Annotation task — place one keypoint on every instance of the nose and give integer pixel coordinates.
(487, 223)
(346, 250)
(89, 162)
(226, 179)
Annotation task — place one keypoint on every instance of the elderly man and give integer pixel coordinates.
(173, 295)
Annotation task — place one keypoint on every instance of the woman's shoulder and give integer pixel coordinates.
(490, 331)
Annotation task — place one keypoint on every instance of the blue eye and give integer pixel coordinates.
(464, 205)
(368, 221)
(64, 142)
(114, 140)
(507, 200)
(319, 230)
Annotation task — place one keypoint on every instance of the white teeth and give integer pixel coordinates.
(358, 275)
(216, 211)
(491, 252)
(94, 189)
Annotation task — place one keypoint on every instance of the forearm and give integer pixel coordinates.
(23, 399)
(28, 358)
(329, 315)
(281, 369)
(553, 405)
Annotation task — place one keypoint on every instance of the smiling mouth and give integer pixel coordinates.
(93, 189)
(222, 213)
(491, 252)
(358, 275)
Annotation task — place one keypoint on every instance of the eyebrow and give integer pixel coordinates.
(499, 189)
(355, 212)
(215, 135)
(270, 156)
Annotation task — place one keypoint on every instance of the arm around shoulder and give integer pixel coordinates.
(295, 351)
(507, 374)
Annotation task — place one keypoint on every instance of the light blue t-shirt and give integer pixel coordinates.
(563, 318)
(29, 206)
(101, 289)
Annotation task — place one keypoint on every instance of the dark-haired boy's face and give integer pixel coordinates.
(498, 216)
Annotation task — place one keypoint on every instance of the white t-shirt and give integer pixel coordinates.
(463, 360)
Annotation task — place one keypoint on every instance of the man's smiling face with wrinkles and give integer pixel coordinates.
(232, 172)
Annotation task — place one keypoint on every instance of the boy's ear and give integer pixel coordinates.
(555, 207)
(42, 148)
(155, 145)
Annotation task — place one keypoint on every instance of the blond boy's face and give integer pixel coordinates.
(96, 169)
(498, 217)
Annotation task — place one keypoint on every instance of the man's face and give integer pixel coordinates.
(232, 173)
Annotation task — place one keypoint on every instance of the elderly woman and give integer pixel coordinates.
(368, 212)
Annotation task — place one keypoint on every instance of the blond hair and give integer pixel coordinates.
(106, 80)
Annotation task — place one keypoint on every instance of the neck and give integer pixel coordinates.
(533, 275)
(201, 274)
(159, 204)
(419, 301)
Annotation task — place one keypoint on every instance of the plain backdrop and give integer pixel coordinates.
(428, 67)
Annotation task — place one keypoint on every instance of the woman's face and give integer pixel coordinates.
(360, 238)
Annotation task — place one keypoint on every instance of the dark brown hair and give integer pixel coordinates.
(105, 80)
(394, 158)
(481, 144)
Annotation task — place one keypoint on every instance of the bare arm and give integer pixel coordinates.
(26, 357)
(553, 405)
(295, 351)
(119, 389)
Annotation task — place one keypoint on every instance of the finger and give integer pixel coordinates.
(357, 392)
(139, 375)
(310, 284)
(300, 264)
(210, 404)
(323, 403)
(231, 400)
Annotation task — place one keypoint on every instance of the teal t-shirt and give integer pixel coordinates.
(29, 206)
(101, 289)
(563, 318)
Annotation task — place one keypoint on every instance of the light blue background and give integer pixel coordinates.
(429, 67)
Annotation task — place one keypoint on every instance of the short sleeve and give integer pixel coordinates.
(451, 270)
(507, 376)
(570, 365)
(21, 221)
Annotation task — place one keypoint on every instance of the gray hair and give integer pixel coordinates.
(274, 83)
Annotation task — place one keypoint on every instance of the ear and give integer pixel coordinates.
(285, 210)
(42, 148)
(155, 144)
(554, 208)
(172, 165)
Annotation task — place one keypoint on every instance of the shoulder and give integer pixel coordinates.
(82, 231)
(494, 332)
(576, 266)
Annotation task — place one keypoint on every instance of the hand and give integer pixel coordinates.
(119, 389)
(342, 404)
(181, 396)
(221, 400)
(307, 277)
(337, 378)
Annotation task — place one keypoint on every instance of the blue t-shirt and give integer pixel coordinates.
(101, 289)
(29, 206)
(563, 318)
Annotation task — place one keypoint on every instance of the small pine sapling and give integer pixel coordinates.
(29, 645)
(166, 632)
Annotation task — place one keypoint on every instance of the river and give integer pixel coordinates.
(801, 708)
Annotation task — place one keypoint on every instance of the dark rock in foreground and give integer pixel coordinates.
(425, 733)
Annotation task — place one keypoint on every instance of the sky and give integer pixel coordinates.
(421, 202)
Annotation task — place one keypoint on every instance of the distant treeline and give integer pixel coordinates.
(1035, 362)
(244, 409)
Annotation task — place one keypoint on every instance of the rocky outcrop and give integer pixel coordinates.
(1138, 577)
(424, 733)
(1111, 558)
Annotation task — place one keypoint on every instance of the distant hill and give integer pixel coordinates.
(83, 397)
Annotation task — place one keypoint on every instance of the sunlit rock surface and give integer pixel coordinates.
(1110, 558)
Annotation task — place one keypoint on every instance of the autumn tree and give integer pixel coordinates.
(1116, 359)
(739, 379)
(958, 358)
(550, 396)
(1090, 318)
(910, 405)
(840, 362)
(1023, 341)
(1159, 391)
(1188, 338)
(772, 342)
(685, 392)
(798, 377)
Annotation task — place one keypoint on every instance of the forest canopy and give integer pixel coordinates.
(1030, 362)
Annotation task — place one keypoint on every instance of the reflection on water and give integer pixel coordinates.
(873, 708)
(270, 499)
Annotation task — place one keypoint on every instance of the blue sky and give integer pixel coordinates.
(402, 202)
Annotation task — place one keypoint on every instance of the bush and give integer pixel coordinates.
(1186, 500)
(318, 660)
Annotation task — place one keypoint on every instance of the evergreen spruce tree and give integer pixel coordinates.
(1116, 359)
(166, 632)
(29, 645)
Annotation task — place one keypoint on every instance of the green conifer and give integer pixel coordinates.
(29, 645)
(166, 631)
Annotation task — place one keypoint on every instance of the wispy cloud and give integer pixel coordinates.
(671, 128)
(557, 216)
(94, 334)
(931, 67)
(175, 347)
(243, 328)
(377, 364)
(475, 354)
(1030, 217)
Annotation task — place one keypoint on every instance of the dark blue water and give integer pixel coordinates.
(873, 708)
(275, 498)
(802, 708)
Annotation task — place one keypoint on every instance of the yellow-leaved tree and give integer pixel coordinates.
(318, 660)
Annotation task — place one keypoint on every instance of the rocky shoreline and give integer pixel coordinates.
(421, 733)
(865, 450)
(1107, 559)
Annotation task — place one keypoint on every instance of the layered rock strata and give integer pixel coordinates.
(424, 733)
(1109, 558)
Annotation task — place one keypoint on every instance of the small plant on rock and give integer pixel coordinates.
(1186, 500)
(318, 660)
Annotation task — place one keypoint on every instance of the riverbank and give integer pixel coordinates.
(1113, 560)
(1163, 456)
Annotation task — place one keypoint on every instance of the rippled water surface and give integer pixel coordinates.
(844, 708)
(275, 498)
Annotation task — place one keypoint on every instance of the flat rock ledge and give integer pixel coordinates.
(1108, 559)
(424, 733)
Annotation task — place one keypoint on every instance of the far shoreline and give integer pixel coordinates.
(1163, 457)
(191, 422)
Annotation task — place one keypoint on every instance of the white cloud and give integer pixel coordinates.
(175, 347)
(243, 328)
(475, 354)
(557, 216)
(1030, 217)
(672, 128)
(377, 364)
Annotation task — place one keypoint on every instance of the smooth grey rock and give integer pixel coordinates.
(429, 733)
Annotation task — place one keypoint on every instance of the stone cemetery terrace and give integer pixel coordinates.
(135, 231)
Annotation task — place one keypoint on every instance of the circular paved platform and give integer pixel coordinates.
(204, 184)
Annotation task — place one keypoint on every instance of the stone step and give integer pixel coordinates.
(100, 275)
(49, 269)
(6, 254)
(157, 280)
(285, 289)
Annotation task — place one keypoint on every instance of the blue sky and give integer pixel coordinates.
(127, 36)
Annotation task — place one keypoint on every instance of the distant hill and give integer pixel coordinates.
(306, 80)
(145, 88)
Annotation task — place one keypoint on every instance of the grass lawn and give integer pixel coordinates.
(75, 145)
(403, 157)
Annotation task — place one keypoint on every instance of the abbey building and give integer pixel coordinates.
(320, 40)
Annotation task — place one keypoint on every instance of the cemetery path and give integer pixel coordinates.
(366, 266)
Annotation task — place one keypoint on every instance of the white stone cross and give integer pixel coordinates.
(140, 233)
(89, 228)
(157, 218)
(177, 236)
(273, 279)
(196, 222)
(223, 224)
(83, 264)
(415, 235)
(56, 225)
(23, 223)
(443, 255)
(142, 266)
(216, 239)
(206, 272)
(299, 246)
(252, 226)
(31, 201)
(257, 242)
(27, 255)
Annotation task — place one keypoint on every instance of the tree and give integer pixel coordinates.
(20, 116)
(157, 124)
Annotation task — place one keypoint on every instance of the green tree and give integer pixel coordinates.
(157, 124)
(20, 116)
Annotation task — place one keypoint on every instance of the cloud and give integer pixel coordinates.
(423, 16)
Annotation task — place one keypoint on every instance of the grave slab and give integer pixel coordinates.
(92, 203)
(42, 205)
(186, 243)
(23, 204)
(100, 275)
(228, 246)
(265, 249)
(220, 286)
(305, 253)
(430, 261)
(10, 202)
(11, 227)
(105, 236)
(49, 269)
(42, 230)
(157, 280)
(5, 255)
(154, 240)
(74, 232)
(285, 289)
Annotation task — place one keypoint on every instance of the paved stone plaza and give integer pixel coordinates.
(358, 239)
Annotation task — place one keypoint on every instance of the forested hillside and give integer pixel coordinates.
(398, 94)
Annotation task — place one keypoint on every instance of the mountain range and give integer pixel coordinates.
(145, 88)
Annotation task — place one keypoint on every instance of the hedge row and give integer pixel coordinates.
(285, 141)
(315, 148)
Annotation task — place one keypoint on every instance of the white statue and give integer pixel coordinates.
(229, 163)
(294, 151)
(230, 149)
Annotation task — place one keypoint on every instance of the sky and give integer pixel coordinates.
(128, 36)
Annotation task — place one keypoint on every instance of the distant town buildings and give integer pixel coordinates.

-*-

What you need to do: Only the lines from the one containing "hillside and give integer pixel coordinates." to the end of the listing belong in the output, each reproduced exactly.

Reply:
Annotation task — place one keypoint on every instance of the forested hillside and give integer pixel coordinates.
(398, 94)
Annotation task — place one keypoint on every instance of the mountain range and give integer pixel coordinates.
(145, 88)
Annotation task — place one keypoint on every instance of the hedge row and give integer pixel coordinates.
(285, 141)
(315, 148)
Annotation task — place one keypoint on every instance of the white statue and give integer pixel coordinates.
(229, 163)
(294, 151)
(230, 149)
Annotation task — place one keypoint on every instance of the sky and give integer pixel coordinates.
(128, 36)
Annotation task — place one keypoint on every instance of the distant town buildings and give integer pixel coordinates.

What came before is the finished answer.